» **EXERCISE DESCRIPTION**:
Convert the stretch of the material below that opens with the line containing "Look at the photo above. For each instance of the overcast" and closes with the line containing "Look at the photo above. For each instance of the white", both ends included, into a JSON list of strings with one string per line, leaving out any blank lines.

» **EXERCISE MATERIAL**:
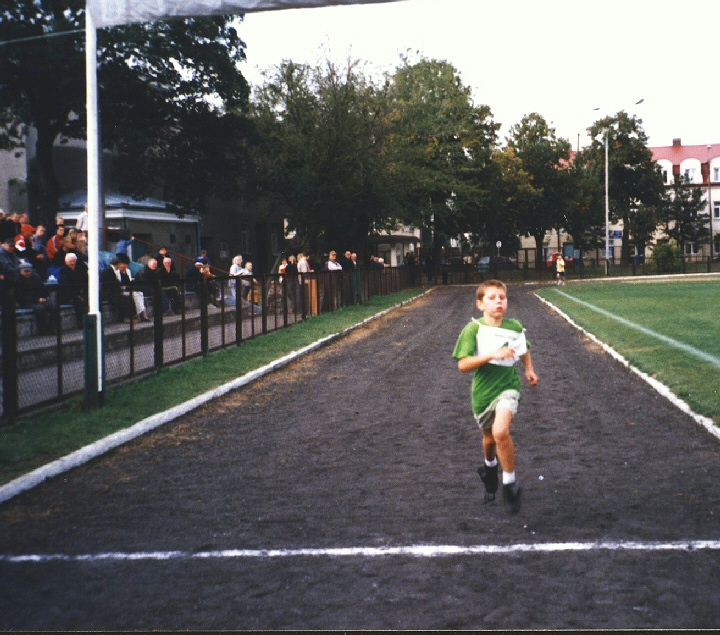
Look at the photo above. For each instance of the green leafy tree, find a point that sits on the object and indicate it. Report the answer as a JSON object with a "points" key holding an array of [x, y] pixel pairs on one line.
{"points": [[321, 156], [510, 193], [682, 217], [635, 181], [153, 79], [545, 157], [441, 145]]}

* * *

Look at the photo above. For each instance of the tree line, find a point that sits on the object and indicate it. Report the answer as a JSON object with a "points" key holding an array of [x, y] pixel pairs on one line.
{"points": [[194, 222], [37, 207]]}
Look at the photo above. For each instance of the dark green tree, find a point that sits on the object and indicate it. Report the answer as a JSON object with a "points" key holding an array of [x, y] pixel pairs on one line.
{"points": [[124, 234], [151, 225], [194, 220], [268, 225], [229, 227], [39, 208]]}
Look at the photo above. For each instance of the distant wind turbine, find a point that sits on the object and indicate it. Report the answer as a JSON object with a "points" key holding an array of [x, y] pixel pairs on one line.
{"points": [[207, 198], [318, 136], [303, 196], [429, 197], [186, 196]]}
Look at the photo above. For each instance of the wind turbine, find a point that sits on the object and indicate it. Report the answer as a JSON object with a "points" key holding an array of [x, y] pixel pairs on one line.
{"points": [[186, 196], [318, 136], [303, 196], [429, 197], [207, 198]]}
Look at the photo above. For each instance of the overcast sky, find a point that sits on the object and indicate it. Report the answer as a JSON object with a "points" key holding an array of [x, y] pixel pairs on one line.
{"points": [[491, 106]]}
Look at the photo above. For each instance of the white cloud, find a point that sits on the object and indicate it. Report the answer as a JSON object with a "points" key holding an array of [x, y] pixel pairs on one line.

» **SOLUTION BELOW**:
[
  "Look at the photo above. For each instance of the overcast sky, find a point that sits on the object and indicate it. Report the answer as a JSON object with a \"points\" key holding an array of [x, y] pixel pairs on one line.",
  "{\"points\": [[491, 106]]}",
  "Look at the photo above. For each instance of the white cloud, find a point that sits on the object and indicate it. Report the answer as a JSON object with a \"points\" key holding an array of [x, y] pixel pairs on one line."
]